--- begin ---

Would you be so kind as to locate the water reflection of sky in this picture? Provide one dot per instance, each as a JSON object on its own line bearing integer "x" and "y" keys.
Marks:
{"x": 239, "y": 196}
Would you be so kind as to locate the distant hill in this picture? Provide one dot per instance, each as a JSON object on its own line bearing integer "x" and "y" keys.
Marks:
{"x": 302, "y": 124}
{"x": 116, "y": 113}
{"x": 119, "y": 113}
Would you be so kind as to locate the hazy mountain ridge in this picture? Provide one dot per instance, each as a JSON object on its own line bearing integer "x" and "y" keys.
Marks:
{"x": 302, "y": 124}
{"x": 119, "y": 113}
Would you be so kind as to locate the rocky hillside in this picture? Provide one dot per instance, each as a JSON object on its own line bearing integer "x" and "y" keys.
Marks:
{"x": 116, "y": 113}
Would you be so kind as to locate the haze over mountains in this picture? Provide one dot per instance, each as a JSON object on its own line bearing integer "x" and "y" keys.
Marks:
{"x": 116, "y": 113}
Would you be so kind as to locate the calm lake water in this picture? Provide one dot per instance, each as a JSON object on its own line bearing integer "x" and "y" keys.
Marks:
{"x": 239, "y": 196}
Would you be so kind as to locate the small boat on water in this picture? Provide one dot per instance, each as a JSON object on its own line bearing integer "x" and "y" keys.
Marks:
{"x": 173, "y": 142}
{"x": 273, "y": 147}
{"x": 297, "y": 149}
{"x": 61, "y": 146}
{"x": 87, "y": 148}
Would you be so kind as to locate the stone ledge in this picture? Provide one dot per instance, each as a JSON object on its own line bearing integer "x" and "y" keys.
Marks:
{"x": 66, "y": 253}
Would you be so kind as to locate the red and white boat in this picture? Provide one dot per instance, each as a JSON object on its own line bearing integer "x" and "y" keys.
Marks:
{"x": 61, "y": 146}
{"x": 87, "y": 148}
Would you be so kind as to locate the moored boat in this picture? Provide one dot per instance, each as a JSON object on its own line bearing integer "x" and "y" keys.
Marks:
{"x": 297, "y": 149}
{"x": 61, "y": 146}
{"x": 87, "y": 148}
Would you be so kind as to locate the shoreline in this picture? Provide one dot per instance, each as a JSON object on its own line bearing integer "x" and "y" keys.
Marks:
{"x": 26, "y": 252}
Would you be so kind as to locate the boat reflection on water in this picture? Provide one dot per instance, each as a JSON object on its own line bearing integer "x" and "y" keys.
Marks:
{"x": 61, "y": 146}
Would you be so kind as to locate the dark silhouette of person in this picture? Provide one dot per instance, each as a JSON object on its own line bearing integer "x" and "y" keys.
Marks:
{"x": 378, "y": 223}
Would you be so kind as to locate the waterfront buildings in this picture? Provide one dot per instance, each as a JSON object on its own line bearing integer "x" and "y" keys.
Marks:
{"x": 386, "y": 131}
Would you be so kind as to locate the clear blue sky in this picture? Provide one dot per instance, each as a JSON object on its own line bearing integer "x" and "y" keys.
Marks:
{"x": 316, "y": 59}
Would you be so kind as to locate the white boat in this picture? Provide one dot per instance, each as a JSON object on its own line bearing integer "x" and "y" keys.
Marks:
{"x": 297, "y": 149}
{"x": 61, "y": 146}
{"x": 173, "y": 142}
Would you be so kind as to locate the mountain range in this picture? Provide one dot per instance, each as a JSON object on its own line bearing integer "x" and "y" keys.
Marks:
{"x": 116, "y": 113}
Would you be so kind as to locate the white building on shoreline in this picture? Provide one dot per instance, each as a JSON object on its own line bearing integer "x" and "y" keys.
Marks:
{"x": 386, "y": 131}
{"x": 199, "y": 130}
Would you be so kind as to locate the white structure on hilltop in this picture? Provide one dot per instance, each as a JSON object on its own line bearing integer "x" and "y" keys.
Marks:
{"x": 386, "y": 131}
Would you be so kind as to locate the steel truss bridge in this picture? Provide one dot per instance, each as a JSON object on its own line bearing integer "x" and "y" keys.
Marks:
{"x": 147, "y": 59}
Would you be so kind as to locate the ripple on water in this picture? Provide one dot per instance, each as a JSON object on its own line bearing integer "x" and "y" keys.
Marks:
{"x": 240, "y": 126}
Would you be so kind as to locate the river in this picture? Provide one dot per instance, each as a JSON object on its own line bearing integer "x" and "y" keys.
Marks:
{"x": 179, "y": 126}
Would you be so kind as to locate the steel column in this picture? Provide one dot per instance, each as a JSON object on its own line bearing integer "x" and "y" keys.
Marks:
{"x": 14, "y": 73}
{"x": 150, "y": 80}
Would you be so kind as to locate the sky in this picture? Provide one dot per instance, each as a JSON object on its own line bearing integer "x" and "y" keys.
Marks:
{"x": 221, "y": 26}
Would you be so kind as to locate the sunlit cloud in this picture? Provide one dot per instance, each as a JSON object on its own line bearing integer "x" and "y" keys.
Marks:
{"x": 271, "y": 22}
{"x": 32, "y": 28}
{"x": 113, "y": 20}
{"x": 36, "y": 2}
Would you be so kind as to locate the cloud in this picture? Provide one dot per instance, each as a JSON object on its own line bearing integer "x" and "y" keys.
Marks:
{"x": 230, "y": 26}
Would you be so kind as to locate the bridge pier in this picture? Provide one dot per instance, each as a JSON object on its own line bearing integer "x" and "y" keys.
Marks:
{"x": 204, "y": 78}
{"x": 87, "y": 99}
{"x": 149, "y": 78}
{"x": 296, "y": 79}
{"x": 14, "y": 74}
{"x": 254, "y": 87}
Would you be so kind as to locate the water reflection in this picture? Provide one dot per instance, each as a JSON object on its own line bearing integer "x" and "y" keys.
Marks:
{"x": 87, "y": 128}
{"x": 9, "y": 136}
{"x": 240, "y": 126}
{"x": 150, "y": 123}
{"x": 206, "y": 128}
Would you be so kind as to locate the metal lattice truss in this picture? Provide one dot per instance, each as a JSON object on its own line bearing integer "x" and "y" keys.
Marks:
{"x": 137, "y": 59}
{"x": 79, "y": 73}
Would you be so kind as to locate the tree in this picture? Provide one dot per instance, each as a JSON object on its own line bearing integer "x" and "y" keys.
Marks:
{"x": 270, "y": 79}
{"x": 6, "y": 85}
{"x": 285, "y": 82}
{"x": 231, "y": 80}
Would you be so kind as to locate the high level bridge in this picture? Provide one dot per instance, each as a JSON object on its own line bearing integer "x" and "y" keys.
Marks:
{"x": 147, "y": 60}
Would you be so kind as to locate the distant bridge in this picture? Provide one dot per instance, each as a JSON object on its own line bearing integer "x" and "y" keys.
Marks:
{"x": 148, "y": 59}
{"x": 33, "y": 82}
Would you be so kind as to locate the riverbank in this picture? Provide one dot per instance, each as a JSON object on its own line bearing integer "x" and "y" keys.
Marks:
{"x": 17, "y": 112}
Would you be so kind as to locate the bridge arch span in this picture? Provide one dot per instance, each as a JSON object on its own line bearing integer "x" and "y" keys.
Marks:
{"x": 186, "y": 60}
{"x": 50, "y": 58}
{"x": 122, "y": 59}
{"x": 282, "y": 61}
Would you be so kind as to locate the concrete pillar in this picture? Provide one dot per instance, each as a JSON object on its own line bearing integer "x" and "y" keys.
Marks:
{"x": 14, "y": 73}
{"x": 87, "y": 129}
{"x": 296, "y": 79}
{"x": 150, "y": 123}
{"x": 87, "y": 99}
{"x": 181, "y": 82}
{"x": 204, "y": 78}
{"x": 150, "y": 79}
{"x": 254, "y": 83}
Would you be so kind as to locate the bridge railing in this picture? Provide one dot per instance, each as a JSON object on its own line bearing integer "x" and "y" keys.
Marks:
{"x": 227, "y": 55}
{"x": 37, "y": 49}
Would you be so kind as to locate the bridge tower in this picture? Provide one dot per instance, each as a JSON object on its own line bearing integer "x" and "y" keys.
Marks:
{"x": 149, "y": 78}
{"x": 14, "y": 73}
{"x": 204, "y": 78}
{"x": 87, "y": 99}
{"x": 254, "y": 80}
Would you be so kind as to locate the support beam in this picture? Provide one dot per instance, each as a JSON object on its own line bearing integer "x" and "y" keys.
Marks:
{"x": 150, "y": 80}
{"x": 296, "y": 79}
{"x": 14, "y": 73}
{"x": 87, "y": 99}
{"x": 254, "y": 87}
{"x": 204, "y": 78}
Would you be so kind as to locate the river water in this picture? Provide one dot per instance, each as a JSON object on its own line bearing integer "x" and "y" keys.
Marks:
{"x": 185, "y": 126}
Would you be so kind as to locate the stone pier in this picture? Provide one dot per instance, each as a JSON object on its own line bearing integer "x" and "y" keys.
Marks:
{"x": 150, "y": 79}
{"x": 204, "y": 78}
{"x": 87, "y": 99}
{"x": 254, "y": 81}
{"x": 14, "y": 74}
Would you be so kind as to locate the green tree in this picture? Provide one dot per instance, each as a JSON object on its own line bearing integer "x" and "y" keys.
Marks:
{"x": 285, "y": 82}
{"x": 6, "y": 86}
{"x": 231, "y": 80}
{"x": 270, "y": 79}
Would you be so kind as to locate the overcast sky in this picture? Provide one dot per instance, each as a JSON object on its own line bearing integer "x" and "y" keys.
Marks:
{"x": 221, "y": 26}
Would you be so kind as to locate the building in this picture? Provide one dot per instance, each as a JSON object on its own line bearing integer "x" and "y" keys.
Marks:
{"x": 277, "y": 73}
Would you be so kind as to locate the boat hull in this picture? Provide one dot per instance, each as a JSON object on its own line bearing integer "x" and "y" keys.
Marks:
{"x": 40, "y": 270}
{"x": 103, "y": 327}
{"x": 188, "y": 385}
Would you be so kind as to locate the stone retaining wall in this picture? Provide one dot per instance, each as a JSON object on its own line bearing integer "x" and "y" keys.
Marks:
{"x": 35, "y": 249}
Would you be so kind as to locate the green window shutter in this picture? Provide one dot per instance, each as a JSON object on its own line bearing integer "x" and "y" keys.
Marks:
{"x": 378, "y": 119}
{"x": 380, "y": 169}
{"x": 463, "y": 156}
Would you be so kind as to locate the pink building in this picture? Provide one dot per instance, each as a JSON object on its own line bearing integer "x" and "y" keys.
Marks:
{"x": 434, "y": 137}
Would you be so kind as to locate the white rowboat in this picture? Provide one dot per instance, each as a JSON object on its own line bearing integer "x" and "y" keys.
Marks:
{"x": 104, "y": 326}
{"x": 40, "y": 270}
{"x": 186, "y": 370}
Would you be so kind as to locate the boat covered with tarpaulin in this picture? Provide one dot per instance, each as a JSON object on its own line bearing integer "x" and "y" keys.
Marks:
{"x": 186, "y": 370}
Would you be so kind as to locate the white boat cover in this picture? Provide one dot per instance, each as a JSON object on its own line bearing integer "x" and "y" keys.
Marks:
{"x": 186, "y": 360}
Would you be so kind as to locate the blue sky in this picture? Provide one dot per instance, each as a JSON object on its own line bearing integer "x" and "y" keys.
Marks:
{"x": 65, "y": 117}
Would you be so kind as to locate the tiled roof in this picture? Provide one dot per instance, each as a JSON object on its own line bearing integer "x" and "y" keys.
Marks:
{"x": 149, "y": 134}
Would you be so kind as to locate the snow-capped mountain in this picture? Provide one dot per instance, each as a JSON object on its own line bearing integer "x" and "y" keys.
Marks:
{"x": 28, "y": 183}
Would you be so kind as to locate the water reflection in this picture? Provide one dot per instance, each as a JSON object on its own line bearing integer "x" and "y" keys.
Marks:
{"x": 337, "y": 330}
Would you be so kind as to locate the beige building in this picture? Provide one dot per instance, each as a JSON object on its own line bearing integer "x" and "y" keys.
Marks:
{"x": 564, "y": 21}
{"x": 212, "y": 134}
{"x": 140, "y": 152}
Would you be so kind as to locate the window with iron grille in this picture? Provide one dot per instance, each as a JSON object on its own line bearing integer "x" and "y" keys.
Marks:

--- end ---
--- begin ---

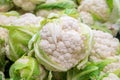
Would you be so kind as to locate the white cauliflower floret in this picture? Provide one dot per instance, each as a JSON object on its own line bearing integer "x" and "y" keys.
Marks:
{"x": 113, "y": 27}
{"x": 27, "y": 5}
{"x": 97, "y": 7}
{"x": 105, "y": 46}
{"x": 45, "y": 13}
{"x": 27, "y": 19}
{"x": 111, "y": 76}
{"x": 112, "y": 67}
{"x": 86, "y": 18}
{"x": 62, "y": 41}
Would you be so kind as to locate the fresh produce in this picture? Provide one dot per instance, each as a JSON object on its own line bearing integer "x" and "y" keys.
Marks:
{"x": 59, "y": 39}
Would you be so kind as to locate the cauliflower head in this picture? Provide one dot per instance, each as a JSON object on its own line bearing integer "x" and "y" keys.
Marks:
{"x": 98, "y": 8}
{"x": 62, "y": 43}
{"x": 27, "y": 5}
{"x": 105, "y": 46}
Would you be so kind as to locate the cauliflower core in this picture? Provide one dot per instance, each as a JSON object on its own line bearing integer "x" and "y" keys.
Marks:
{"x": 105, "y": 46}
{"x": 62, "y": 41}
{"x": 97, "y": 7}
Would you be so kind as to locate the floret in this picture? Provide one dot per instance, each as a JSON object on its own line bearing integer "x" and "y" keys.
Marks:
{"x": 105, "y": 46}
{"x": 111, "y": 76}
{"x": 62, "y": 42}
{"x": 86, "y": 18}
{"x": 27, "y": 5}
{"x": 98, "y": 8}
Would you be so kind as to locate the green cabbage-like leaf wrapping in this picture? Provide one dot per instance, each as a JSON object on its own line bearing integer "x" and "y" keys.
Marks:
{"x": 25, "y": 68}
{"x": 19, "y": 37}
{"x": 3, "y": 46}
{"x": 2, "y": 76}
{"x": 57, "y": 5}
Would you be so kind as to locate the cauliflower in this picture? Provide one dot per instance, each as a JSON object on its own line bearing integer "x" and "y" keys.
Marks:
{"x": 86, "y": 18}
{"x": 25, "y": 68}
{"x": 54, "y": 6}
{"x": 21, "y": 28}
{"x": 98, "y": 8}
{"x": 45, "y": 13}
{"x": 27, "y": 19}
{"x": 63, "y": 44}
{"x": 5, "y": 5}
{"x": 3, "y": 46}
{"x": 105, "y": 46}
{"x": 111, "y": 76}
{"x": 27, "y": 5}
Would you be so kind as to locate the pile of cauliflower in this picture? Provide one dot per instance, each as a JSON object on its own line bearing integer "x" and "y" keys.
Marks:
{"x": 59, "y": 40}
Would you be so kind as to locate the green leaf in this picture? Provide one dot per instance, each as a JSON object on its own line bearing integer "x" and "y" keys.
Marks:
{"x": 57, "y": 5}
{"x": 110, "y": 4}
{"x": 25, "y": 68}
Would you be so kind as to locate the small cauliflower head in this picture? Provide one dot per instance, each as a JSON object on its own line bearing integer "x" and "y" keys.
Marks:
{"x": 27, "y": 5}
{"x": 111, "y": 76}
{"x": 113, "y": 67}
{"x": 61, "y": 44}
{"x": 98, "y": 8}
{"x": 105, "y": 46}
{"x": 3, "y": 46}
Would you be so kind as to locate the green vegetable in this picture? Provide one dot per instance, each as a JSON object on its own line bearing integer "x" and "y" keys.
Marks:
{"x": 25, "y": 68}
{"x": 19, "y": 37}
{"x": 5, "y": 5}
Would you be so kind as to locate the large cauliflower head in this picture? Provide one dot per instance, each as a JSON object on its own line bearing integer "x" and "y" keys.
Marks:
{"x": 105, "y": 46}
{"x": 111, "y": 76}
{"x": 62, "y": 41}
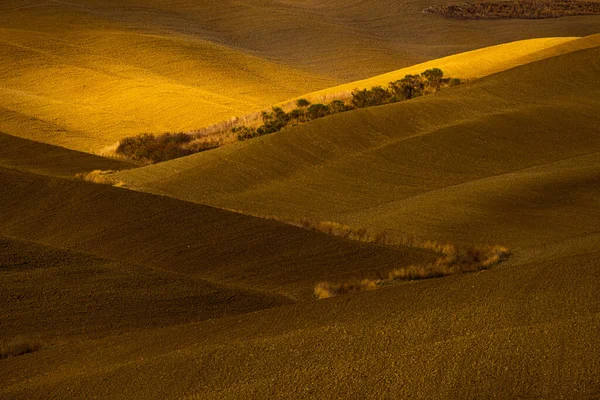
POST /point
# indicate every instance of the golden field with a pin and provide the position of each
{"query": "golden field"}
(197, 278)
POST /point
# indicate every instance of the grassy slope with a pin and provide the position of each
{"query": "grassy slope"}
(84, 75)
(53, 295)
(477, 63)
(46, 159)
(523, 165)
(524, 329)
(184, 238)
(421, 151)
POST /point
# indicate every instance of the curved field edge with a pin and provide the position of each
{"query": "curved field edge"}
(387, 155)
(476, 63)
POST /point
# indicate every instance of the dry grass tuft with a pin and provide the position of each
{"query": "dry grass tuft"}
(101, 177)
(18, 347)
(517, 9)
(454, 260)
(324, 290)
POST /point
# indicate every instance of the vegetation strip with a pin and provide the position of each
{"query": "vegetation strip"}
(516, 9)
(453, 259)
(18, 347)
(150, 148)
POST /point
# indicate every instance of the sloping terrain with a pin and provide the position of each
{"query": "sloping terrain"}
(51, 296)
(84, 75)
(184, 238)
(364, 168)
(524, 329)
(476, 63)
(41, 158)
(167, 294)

--- end ---

#### What the task requires:
Pick out every line of the data above that contains the word "pier", matching case exactly.

#### Exercise response:
Would you be so kind as to locate the bridge pier in this picture? Provide one dot per instance, each as a JSON object on its own line bearing integer "x" and "y" keys.
Would you be so kind as to locate the stone pier in this picture? Provide one dot per instance, each as a JSON object on its own line bearing integer "x" and "y" keys.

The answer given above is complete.